Text and photos by SCOTT FYBUSH
“From beautiful downtown Burbank…”
For two generations of TV viewers, “Burbank” was shorthand for more than just a white-bread city in the San Fernando Valley. It’s meant the studio lot at the corner of Olive and Alameda Avenues, home to NBC’s West Coast operations from 1955 until just a few short weeks ago, when NBC finished packing up its boxes and relocating to the Universal Studios complex a few miles away.
Over the course of several days in 2009 and 2010, your editor had a rare chance to poke around much of the Burbank campus in the company of a friend who worked there, and now that everything you’ll see below is history, it’s probably safe for us to finally share it here on Site of the Week.
A bit of history, first?
While NBC had a substantial studio facility at 30 Rockefeller Plaza that could be converted fairly easily from radio to television use, its West Coast physical situation was less forgiving. As the trend in television began to move from East Coast live shows to multiple-camera filmed productions from Los Angeles, NBC’s plant consisted of a relatively small grouping of radio studios in an Art Deco building at the famed corner of Hollywood and Vine, arguably on the verge of being outdated even when it opened in 1938. (NBC inexplicably went on to open another 1930s-style radio hub in San Francisco even later, in 1942; “San Francisco Radio City” was essentially a white elephant the day the ribbon was cut.)
With the future bearing down on it and no room to expand at the fairly urban Hollywood site, NBC looked northward over the hills to the open space of Burbank, buying a big plot of land in the early 1950s for what would become “NBC Color City.”

**SET TASK A**. In the entries below, transcribe the stretch from the line containing "Get flat rooftop" through the line containing "1168 797 1345 889", keeping every line exactly as it appears.

**AVAILABLE RECORDS**.
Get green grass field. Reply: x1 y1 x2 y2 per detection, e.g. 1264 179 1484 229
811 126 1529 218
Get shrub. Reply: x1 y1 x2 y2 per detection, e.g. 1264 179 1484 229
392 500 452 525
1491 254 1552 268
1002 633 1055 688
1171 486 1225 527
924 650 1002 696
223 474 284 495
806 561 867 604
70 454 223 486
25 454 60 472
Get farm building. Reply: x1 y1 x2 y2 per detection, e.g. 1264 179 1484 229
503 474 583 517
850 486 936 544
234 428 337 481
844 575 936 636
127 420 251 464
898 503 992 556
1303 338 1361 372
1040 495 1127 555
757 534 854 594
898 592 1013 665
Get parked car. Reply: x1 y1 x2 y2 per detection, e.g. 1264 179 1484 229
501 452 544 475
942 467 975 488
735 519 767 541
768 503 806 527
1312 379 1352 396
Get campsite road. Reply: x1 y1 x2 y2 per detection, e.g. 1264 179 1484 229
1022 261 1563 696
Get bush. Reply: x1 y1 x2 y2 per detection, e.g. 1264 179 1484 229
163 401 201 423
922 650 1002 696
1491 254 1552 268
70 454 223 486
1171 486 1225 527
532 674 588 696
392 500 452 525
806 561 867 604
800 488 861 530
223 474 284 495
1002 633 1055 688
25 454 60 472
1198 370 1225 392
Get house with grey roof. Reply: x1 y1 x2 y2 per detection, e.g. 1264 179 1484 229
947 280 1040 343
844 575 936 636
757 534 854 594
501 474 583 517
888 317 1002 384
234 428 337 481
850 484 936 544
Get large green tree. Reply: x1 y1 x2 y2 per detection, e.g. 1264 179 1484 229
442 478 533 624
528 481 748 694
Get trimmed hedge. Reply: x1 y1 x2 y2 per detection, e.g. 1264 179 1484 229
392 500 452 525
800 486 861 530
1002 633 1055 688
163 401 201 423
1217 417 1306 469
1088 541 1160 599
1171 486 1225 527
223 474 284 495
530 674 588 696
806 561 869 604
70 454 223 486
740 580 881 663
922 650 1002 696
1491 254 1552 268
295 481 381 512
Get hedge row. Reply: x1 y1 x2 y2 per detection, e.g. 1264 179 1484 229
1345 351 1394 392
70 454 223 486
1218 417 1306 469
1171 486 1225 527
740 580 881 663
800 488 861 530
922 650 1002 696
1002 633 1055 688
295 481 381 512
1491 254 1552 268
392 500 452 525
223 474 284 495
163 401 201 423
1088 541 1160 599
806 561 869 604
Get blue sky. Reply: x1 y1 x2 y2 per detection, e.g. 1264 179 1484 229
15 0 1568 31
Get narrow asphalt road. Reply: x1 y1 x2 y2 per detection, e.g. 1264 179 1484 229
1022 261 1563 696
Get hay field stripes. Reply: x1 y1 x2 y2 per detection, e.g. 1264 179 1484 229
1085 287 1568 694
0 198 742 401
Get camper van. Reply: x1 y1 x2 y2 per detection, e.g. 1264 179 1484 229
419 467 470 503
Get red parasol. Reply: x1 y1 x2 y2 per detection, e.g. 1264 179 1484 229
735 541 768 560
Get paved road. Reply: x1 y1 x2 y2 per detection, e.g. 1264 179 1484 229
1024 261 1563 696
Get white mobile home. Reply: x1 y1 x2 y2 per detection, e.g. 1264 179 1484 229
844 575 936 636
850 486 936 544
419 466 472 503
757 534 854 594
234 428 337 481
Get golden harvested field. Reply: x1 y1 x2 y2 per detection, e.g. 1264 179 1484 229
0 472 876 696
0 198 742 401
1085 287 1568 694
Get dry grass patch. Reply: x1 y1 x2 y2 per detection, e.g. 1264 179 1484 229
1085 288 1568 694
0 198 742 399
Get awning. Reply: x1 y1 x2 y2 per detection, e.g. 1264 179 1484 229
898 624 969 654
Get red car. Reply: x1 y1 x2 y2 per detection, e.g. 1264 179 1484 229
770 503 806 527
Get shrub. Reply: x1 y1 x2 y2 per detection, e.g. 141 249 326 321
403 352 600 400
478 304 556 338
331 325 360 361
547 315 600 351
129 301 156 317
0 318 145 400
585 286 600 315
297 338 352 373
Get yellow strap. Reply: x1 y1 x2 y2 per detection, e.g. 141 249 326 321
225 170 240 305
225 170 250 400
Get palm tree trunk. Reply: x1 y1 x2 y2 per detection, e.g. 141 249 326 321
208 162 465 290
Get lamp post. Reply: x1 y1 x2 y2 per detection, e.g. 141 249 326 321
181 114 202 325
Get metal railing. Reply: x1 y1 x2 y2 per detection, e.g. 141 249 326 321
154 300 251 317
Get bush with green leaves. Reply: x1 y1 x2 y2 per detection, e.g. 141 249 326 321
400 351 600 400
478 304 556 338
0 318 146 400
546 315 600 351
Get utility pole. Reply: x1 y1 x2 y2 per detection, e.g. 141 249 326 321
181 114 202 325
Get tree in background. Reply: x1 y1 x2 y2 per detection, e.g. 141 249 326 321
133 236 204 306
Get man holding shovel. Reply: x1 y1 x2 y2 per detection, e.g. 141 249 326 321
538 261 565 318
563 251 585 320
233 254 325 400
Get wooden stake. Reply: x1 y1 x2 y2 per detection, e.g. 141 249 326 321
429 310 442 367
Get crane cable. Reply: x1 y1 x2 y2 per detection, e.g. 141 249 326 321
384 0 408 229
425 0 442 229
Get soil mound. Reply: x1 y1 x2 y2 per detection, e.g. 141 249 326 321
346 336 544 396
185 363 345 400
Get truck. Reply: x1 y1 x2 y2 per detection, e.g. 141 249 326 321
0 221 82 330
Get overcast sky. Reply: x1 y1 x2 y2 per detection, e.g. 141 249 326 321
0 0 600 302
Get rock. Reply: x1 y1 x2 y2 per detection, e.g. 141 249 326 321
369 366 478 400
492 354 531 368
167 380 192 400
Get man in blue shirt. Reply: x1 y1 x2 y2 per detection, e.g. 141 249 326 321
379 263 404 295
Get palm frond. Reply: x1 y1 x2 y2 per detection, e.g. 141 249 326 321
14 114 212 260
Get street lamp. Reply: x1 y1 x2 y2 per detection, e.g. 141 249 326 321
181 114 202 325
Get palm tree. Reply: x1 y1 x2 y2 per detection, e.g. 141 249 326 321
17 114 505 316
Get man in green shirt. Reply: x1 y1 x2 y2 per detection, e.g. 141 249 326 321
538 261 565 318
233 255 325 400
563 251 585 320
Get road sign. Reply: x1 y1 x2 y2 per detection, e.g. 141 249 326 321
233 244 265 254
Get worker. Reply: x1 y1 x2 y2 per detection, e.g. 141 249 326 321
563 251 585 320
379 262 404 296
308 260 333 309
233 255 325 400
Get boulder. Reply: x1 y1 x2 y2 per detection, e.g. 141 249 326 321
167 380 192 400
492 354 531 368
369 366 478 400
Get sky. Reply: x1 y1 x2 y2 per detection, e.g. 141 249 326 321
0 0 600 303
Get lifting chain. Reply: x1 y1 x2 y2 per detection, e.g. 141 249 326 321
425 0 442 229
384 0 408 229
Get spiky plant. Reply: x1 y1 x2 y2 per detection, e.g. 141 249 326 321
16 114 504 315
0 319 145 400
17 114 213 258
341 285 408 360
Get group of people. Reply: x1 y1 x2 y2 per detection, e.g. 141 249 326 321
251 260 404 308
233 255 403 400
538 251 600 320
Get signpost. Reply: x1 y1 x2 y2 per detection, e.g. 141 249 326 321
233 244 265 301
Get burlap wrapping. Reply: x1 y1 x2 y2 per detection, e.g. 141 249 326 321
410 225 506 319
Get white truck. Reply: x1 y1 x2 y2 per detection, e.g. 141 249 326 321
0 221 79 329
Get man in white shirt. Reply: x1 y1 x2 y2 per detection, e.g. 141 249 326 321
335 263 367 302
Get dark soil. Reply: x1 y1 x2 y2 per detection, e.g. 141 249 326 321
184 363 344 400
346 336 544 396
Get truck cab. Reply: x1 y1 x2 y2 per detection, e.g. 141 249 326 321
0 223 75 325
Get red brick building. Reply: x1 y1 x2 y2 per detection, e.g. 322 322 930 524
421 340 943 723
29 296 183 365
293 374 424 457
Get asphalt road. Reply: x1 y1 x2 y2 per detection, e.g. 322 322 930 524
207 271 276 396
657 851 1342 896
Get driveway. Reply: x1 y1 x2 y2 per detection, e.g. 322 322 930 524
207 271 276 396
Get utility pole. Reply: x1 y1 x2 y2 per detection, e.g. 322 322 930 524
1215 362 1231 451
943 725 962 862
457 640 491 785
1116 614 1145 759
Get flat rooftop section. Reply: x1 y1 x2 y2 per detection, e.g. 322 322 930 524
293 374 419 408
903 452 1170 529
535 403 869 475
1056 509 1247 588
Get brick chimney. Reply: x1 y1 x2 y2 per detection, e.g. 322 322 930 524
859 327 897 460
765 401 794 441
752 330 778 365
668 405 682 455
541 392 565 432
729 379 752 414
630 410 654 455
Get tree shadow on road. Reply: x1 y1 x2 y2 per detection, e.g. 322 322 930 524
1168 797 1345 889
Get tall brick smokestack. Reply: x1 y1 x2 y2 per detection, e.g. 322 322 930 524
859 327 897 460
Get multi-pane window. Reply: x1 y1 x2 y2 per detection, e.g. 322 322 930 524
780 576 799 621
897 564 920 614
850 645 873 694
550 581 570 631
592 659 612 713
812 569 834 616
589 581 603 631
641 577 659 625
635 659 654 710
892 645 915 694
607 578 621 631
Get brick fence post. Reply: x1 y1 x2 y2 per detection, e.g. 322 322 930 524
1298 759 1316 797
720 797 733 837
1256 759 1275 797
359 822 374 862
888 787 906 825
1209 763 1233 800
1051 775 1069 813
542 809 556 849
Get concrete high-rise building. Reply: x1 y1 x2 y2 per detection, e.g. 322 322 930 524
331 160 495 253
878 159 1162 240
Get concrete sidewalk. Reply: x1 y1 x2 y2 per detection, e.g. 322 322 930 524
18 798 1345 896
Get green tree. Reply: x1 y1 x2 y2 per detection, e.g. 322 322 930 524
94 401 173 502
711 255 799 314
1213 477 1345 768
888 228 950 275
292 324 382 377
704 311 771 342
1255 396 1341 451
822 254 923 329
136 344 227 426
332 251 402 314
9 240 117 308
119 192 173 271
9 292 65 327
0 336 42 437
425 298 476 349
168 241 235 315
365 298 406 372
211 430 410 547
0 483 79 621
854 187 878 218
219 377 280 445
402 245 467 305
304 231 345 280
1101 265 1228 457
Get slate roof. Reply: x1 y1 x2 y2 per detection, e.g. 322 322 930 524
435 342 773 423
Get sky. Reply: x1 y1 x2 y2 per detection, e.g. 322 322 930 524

**SET TASK B**. Pick up the piece on NBC's Burbank studios where it stops, and write what comes next.

**REPLY A**.
Get flat rooftop section. Reply: x1 y1 x2 y2 per detection, e.g. 322 322 930 524
293 374 419 408
903 452 1170 529
535 403 869 475
1056 509 1247 588
Get brick chimney. Reply: x1 y1 x2 y2 per detection, e.g. 322 322 930 524
859 327 897 460
765 401 794 441
752 330 778 365
668 405 682 455
541 392 565 432
729 379 752 414
630 410 654 455
Get tree shadow on road. Reply: x1 y1 x2 y2 per detection, e.g. 322 322 930 524
1168 797 1345 889

**REPLY B**.
Construction on the first pair of studios began in 1952, and demand for studio space was so high that by the time the new facility had its official ribbon-cutting in 1955, the studios had already been in use for a few years with a limited slate of productions. (There’s a phenomenal history of Color City’s early days at the Pro Video Coalition site, written last month by longtime employee Richard Worth, that includes some great construction photos and neat images of the original 1950s facade along Alameda Avenue. Go. Read it. We’ll be here when you get back…)
By the time your editor first made it to Burbank for the public NBC Studio Tour back in 1999 or thereabouts, the 48-acre lot included those original studios (designated 1 and 3), two more big studios around the corner (designated 2 and 4), two more big studios in a separate building to the southeast (designated 9 and 11) and several smaller studio spaces built in to the agglomeration of connected structures that cropped up over the years between and around the 1/3 and 2/4 complexes. That mammoth connected mass of buildings that included 1/3 and 2/4 sat, in turn, across a long parking lot (the “midway”) from a three-story administration building, and the whole thing was surrounded by a bunch of out-buildings, including a big warehouse at the back of the property alongside the 134 freeway.
When Universal merged into NBC, this lot’s days began to be numbered: Universal came with its own bigger, newer studio lot just a few miles away. By 2008, NBC had sold the facility to a real estate developer, leasing it back until it could move its operations over to Universal Studios. When we visited in 2009 and 2010, the NBC signage was still up and most of NBC’s operations were still happening here; it’s been only in the last year or so that the “NBC” sign on Alameda has been replaced with a new “Burbank Studios” sign and that the Peacock has begun to fold its feathers here.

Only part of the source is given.